▶ Consignes de l'exercice
a) Répondez aux questions suivantes d'après l'article sur « Pauvre Rutebeuf ».
(i) Sous quel autre nom la chanson « Pauvre Rutebeuf » est-elle aussi connue ?
(ii) Dans quelles années Léo Ferré l'écrivit-il ?
(iii) À quelle date Philippe Léotard est-il mort ?
b) Poursuivez l'article sur « Pauvre Rutebeuf » à partir de sa dernière phrase.

» Qui donc d’autre que l’ennemi de la nature est celui qui se prend pour plus intelligent qu’elle, bien qu’elle soit notre plus haute école à tous ? » Citation médiévale de Paracelse, Philippus Theophrastus Aureolus Bombastus von Hohenheim (1493-1541) : médecin, alchimiste, philosophe et astrologue. (moyen-âge tardif, renaissance)
Raisonances poètiques : Philippe Léotard chante Léo Ferré qui chante Rutebeuf
Sujet : poésie médiévale mise en chanson, Rutebeuf, complainte
Titre : Pauvre Rutebeuf, la Complainte de l’Amitié
Auteur : Rutebeuf, Léo Ferré (1916-1993)
Interprète : Philippe Léotard
Bonjour à tous,
oilà quelques temps que nous n’avons rien publié autour de Rutebeuf et, une fois encore, c’est par l’intermédiaire de Léo Ferré que nous allons le faire en revenant sur cette chanson « Pauvre Rutebeuf » que l’on appelle encore la complainte de l’amitié et que le célèbre chanteur et
auteur anarchiste écrivit, dans les années cinquante, en hommage au poète du XIIIe siècle.
Aujourd’hui, nous postons aussi les vers originaux de la poésie de Rutebeuf qui inspirèrent Léo Ferré. Il est indéniable que ce dernier y mit sa plume et son talent autant que sa grande sensibilité, ne se contentant pas simplement de traduire le poète médiéval. De fait, sa version est très librement inspirée et emprunte même à d’autres extraits de Rutebeuf autant que s’y mêle un véritable travail d’écriture poétique. Mettre les deux versions en miroir permet de mesurer un peu mieux cette distance d’une poésie à l’autre.
Philippe Léotard, le coeur au bord du gouffre
« Tout le monde aimerait qu’il ne manque personne à sa solitude. Qu’ on se réjouisse ou qu’ on se lamente, quand on est seul, c’est tout de même aux yeux du monde ! »
Philippe Léotard – Clinique de la raison close
omme nous l’avions évoqué lors d’un article précédent, cette chanson de Léo Ferré à donné lieu à d’innombrables versions, mais nous voulons profiter de l’occasion du jour pour en partager une très spéciale. Elle nous vient du regretté Philippe Léotard, artiste écorché vif, acteur, chanteur, poète et écrivain anticonformiste de talent que la vie a fini par emporter, de boires en déboires, à l’âge de soixante et un ans. C’était il y a
maintenant plus de quinze ans, presque jour pour jour, le 27 août 2001, aussi que cette pensée s’envole jusqu’à lui, et que cet article permette de le faire revivre le temps d’une chanson.
Au delà de la coïncidence des dates, cette version est encore très particulière à deux titres au moins. Dans sa forme, elle nous permet de nous délecter de la voix éraillée de Philippe Léotard et de la sensibilité unique de ce coeur qui semblait toujours être au bord du gouffre. Sur le fond, c’est aussi un hommage en cascade qui raisonne de la voix de trois véritables artistes et poètes, à travers les temps et les âges, du monde médiéval à nos jours.

▶ Données extraites
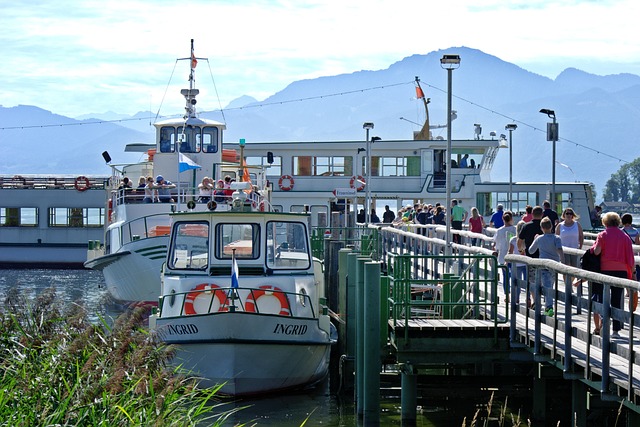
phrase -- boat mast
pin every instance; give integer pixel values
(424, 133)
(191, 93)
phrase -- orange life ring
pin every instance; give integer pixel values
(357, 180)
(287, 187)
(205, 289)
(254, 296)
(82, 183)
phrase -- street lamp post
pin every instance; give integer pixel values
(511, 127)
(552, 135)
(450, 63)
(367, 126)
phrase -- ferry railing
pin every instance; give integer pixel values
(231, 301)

---

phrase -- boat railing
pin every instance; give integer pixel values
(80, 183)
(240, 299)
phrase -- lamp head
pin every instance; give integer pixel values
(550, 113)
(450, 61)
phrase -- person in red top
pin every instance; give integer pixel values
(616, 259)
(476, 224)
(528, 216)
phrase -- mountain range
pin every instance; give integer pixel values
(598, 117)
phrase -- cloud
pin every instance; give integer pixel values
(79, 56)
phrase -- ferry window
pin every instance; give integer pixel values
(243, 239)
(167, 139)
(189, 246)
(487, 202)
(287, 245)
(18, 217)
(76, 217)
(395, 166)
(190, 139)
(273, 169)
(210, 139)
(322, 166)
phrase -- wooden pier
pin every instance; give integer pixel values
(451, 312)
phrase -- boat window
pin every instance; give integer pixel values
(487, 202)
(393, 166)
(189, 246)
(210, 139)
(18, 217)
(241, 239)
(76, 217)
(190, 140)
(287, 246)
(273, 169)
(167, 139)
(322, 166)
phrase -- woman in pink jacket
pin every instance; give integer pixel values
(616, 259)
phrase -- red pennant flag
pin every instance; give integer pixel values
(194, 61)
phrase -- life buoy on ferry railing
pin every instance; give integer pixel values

▶ Réponses de l'exercice
a)
(i) La complainte de l'amitié.
(ii) Dans les années cinquante.
(iii) Le 27 août 2001.

b)
La version originale de Rutebeuf
Li mal ne sevent seul venir;
Tout ce m’estoit a avenir,
S’est avenu.
Que sont mi ami devenu
Que j’avoie si pres tenu
Et tant amé ?
Je cuit qu’il sont trop cler semé;
Il ne furent pas bien femé,
Si ont failli.
Itel ami m’ont mal bailli,
C’onques, tant com Diex m’assailli
En maint costé,
N’en vi un seul en mon osté.
Je cuit li vens les a osté,
L’amor est morte.
Ce sont ami que vens enporte,
Et il ventoit devant ma porte
Ses enporta.
C’onques nus ne m’en conforta
Ne du sien riens ne m’aporta.
Ice m’aprent
Qui auques a, privé le prent;
Més cil trop a tart se repent
Qui trop a mis
De son avoir pour fere amis,
Qu’il nes trueve entiers ne demis
A lui secorre.
Or lerai donc fortune corre
Si entendrai a moi rescorre
Si jel puis fere.
La complainte de l’Amitié ou Pauvre
Rutebeuf de Léo Ferré
Que sont mes amis devenus
Que j’avais de si près tenus
Et tant aimés
Ils ont été trop clairsemés
Je crois le vent les a ôtés
L’amour est morte
Ce sont amis que vent me porte
Et il ventait devant ma porte
Les emporta
Avec le temps qu’arbre défeuille
Quand il ne reste en branche feuille
Qui n’aille à terre
Avec pauvreté qui m’atterre
Qui de partout me fait la guerre
Au temps d’hiver
Ne convient pas que vous raconte
Comment je me suis mis à honte
En quelle manière
Que sont mes amis devenus
Que j’avais de si près tenus
Et tant aimés
Ils ont été trop clairsemés
Je crois le vent les a ôtés
L’amour est morte
Le mal ne sait pas seul venir
Tout ce qui m’était à venir
M’est advenu
Pauvre sens et pauvre mémoire
M’a Dieu donné, le roi de gloire
Et pauvre rente
Et droit au cul quand bise vente
Le vent me vient, le vent m’évente
L’amour est morte
Ce sont amis que vent emporte
Et il ventait devant ma porte
Les emporta
En vous souhaitant une très belle journée! Pleut-il chez vous? Ici, les tropiques n’en finissent pas de s’épancher en belles pluies capricieuses.
Fred
Pour moyenagepassion.com
« L’ardente passion, que nul frein ne retient, poursuit ce qu’elle veut et non ce qui convient. »
Publilius Syrus Ier s. av. J.-C.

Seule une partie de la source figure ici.